··· INPUT DATA ···

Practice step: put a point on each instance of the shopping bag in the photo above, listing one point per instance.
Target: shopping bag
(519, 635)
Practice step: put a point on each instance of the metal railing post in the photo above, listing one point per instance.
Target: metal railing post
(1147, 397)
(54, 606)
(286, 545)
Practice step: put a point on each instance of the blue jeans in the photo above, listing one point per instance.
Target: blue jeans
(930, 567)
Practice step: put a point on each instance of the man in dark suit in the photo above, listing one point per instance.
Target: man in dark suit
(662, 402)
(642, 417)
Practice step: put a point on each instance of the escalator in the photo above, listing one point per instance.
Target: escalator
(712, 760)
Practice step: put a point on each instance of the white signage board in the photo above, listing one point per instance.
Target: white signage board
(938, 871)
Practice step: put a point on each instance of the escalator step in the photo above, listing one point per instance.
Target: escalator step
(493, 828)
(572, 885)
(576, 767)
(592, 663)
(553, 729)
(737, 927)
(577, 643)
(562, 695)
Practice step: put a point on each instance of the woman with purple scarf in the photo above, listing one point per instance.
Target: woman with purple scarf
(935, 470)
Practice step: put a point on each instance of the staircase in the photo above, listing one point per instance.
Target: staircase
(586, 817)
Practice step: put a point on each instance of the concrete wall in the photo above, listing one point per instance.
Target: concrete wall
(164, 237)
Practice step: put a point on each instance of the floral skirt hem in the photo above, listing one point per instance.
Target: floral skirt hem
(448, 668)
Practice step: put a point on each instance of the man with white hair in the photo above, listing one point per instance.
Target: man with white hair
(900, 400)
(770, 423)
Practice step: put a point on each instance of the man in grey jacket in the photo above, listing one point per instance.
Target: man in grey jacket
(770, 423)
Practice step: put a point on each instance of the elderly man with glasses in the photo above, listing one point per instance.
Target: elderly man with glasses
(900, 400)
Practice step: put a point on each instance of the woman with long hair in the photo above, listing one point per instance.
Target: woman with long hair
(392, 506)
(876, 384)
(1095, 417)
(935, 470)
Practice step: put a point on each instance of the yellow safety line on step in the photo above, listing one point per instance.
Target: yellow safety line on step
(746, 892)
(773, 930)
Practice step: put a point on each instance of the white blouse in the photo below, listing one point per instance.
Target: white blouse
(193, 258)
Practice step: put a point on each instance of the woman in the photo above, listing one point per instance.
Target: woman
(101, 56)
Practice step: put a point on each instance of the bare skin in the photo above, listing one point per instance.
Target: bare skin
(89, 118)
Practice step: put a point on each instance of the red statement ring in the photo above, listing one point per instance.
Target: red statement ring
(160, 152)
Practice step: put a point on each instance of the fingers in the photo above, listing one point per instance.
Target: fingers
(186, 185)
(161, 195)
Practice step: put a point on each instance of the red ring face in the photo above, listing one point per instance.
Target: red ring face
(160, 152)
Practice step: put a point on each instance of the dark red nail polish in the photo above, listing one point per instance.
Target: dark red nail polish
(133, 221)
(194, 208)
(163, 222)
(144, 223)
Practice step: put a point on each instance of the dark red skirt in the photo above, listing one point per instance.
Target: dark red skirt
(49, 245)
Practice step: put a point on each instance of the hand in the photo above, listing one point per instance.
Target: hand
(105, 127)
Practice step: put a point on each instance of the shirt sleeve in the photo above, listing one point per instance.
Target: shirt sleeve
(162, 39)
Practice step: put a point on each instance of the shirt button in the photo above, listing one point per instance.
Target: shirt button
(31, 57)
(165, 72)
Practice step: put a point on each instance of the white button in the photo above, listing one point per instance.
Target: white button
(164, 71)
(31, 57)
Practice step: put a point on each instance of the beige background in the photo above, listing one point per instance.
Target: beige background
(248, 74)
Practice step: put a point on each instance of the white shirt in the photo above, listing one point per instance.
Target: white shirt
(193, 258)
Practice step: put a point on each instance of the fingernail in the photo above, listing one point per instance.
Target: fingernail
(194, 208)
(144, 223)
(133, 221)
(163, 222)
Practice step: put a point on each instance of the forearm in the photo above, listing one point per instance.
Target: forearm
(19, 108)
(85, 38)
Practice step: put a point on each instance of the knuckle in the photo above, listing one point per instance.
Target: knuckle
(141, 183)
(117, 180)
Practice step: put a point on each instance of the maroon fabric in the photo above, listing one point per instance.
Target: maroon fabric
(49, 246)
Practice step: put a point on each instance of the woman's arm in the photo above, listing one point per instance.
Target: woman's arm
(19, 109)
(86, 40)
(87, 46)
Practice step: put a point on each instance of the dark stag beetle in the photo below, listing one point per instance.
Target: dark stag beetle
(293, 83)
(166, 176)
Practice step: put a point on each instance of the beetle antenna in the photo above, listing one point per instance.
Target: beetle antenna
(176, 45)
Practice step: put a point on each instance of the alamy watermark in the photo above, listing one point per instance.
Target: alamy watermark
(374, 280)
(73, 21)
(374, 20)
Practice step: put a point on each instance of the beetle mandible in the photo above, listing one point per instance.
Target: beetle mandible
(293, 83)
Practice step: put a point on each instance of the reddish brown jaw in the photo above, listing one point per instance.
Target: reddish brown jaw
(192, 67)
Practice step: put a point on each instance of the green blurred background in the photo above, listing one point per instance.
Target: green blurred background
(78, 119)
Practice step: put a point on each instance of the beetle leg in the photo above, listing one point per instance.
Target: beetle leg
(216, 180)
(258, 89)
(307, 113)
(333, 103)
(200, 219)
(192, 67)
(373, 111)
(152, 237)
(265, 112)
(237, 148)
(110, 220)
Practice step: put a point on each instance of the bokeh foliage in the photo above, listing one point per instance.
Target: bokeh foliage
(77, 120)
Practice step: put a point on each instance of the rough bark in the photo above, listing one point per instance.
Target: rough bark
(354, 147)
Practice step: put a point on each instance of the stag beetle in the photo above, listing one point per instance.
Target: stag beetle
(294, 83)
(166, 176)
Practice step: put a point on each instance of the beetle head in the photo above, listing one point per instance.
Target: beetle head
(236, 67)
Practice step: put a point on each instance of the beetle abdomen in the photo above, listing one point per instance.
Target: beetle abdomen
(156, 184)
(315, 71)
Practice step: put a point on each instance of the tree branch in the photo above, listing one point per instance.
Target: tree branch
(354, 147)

···

» TASK REQUIREMENTS:
Can you copy out all of the data above, line for line, with nothing changed?

» FULL RESPONSE:
Practice step: put a point on each instance of the shopping bag in the photo above, listing one point per instance.
Target: shopping bag
(519, 635)
Practice step: put a point on each instance of the metal railing post in the photo above, listing one point per instance.
Target: metal railing post
(1147, 397)
(54, 606)
(286, 545)
Practice step: put a point on each instance of the blue jeans in the photo above, listing one point per instance.
Target: blue jeans
(930, 567)
Practice step: put a point on each instance of the man in dark suit in the photo above, listing one point per instance.
Target: man in dark suit
(662, 402)
(642, 417)
Practice step: put a point on each instance of the escalator in the photo above, listing one point per instance.
Target: escalator
(712, 760)
Practice step: put a point on each instance of the white signage board in the photo above, listing one point per instance.
Target: white signage board
(938, 871)
Practice step: put a point on each instance of the escalator step in the photo above, listing one point per instance.
Target: escalator step
(493, 828)
(572, 885)
(576, 767)
(592, 663)
(553, 729)
(737, 927)
(577, 643)
(562, 695)
Practice step: put a point on each instance of the woman with purple scarf in the photo above, listing one point per instance.
Target: woman with purple scarf
(935, 470)
Practice step: put a point on each instance of the staircase in the photo above, listing one point per instance.
Target: staircase
(586, 817)
Practice step: put a point on each instance of the concrete wall in the photo above, listing one point per instance.
Target: concrete wall
(164, 237)
Practice step: put a point on each instance of the floral skirt hem in the photo above, listing one point per instance.
Target: floral skirt hem
(448, 668)
Practice step: put a point on each instance of the man with white hair in the photo above, listing one point per instance.
Target: man with white hair
(900, 400)
(770, 423)
Practice step: put a point on each instance of the man in grey jacket in the photo above, listing one point per instance.
Target: man in grey jacket
(770, 423)
Practice step: put a point on each instance of the elderly man with glasses in the photo above, listing one point per instance.
Target: elderly man with glasses
(900, 400)
Practice step: put a point on each instance of the woman with long hair in the photo above, listing one point per instance.
Target: woman with long hair
(392, 506)
(876, 384)
(1095, 417)
(935, 470)
Practice step: put a point on each instance of the yellow safety line on step in the photo above, listing one point per instance.
Target: yellow safety line on step
(746, 892)
(773, 930)
Practice step: put a point on each instance of the white blouse in the photo below, listing one point per instance.
Target: white blouse
(193, 258)
Practice step: put a point on each instance of the woman in the photo above, listing one point per instance.
Target: woman
(101, 56)
Practice step: put a point on each instance of the bare skin in the photo above, listing one point per instance.
Target: bare skin
(89, 118)
Practice step: put a point on each instance of the red statement ring in the photo above, listing one point per instance.
Target: red statement ring
(160, 152)
Practice step: put a point on each instance of the fingers in the photo above, listing one point per instance.
Target: fingers
(186, 185)
(161, 195)
Practice step: put a point on each instance of the red ring face in the photo above, listing one point per instance.
Target: red ring face
(160, 152)
Practice step: put a point on each instance of the dark red nail polish in the photo above, listing one point per instance.
Target: dark red nail polish
(133, 221)
(194, 208)
(163, 222)
(144, 223)
Practice step: put a point on each instance of the dark red skirt in the photo above, listing one point per instance.
Target: dark red skirt
(49, 245)
Practice step: put a point on each instance of the hand in the photo above, listing one point per instance.
Target: hand
(105, 127)
Practice step: put a point on each instance of the shirt sleeve in the photo above, listing one point per instance.
Target: shirt sleeve
(162, 39)
Practice step: put a point on each instance of the shirt button in the photo above, listing one point per instance.
Target: shirt button
(31, 57)
(165, 72)
Practice step: put a point on each instance of the white button in the photo above, listing one point per instance.
Target: white button
(164, 71)
(31, 57)
Practice step: put a point on each instance of the beige background in the photo above, listing one point per instance.
Target: beige background
(248, 74)
Practice step: put a point on each instance of the white shirt in the photo above, listing one point per instance.
Target: white shirt
(193, 258)
Practice step: put a point on each instance of the fingernail in the photo above, listing one point per instance.
Target: fingernail
(194, 208)
(144, 223)
(133, 221)
(163, 222)
Practice step: put a point on each instance of the forearm in the photo above, listing one point per instance.
Target: forearm
(19, 108)
(85, 38)
Practice step: put a point on each instance of the knuckle in the photo above, listing one point per instance.
Target: knuckle
(141, 183)
(117, 180)
Practice step: put a point on each instance of the maroon fabric in the photo above, listing one point per instance.
Target: maroon fabric
(49, 246)
Practice step: put a point on each instance of the woman's arm in the photo above, listing one point per instance.
Target: woman's arm
(19, 109)
(86, 40)
(87, 46)
Practice step: put a point on each instance of the dark stag beetle in the photo below, listing one point per instance.
Target: dark stag beetle
(293, 83)
(166, 176)
Practice step: put a point on each instance of the beetle antenna in the photo above, listing one point per instance.
Target: beetle antenna
(176, 45)
Practice step: put a point on each instance of the alamy watermark in the photo above, listing one point per instance.
Target: alamy watermark
(374, 280)
(73, 21)
(374, 20)
Practice step: put a point on each instance of the beetle mandible in the photo above, listing one point per instance.
Target: beetle mandible
(293, 83)
Practice step: put a point on each instance of the reddish brown jaw in the photo above, listing one point per instance.
Target: reddish brown jaw
(192, 67)
Practice step: put a point on each instance of the green blurred background in the photo above, listing one point per instance.
Target: green blurred background
(78, 119)
Practice step: put a point on each instance of the beetle leg in the photo above, listing one point per instance.
Target: beetle leg
(216, 180)
(258, 89)
(307, 113)
(333, 103)
(200, 219)
(192, 67)
(373, 111)
(152, 237)
(265, 112)
(237, 148)
(110, 220)
Practice step: put a point on each instance of the bokeh foliage in the photo above, listing one point per instance.
Target: bokeh foliage
(77, 120)
Practice step: put a point on each instance of the rough bark in the photo above, listing one point per instance.
Target: rough bark
(354, 147)
Practice step: put a point on each instance of the stag beetle in the photo above, listing one point per instance.
Target: stag beetle
(294, 83)
(166, 176)
Practice step: put a point on each instance of the beetle head in the photo above, listing one point per instance.
Target: beetle head
(236, 67)
Practice step: put a point on each instance of the beetle abdomen in the photo above, listing one point per instance.
Target: beetle abdomen
(156, 184)
(315, 71)
Practice step: put a point on each instance of the tree branch in the photo above, listing one point per instance.
Target: tree branch
(354, 147)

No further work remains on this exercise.